*** The data ***
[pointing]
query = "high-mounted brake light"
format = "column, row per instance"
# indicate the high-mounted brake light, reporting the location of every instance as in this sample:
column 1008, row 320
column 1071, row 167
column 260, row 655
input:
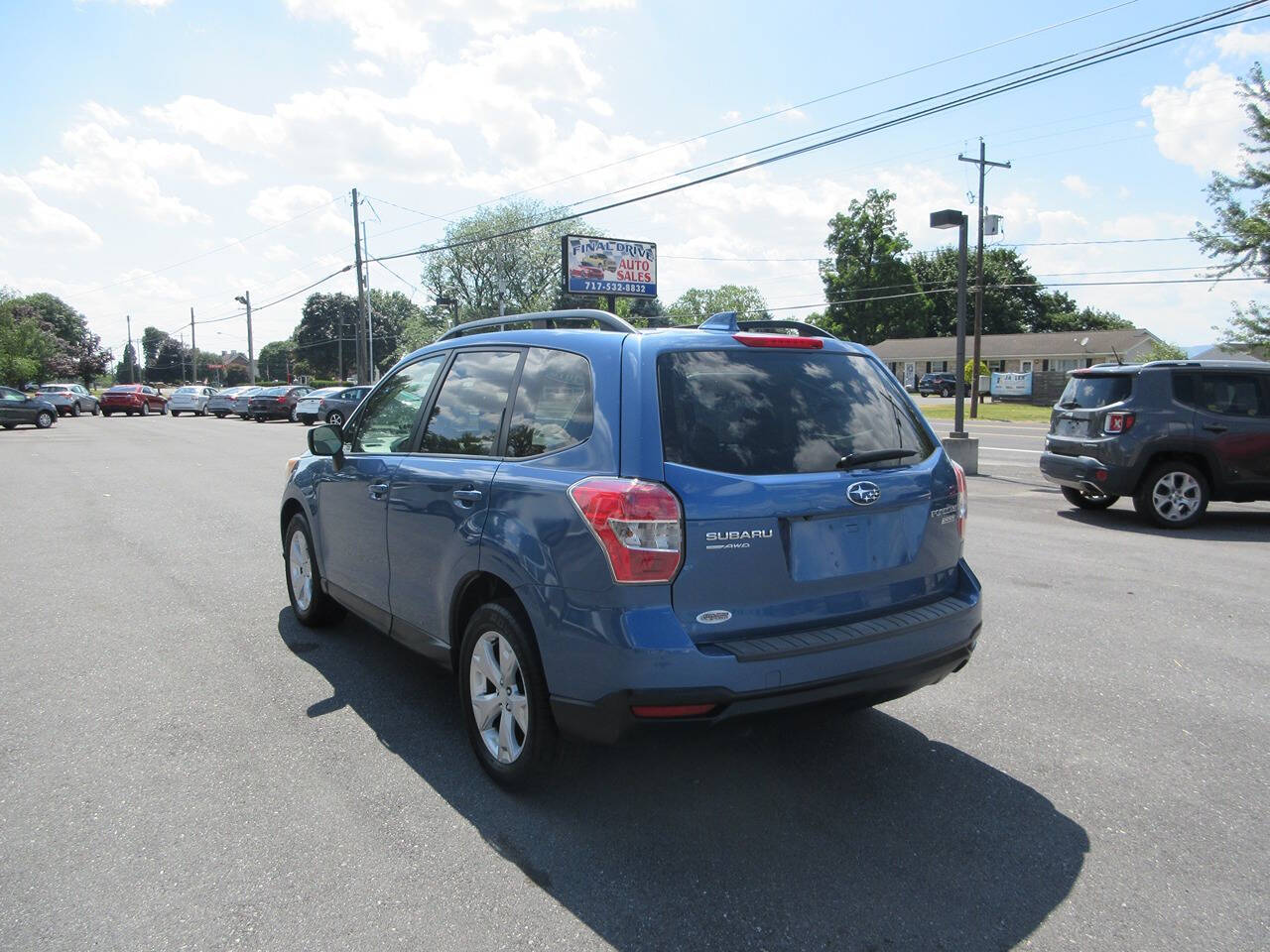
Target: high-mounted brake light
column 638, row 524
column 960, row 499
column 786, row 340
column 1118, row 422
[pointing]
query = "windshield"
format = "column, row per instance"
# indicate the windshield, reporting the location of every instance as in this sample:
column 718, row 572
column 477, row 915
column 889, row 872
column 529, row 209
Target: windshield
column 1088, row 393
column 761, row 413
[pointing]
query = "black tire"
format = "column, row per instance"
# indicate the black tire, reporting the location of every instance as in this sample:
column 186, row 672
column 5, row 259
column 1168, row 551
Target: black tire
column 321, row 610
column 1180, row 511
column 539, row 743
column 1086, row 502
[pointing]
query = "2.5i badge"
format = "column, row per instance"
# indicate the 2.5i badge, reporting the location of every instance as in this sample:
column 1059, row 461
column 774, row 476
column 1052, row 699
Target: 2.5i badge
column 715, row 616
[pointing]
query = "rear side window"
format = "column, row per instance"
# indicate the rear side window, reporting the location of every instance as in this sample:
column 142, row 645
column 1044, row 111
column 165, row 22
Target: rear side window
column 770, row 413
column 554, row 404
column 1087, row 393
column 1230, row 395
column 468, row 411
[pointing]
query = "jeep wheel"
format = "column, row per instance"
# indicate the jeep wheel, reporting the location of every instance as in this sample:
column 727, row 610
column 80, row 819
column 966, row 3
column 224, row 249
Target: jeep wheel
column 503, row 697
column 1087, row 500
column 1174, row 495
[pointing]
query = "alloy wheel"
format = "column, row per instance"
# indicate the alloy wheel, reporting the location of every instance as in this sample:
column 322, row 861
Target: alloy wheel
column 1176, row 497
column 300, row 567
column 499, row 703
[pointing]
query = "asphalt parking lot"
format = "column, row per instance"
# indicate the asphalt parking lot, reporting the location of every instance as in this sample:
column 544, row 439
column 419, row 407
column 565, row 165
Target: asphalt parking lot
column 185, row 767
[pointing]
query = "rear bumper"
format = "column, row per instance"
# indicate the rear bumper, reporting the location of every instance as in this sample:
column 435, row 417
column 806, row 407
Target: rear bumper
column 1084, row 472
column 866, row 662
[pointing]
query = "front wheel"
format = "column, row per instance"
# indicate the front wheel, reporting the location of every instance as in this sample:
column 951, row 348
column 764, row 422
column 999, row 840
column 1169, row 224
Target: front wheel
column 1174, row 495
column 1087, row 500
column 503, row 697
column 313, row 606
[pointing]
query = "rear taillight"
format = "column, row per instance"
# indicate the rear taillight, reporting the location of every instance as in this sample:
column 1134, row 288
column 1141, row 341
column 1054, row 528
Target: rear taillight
*** End of The data ***
What to work on – Every line from the one containing "# indicate the rear taillight, reporting" through the final line of the data above is to be restated word for word, and nothing more.

Solution to the problem –
# indicate the rear taillight, reporting the location of every instance as in this sample:
column 1134, row 288
column 1141, row 341
column 1054, row 528
Target: rear taillight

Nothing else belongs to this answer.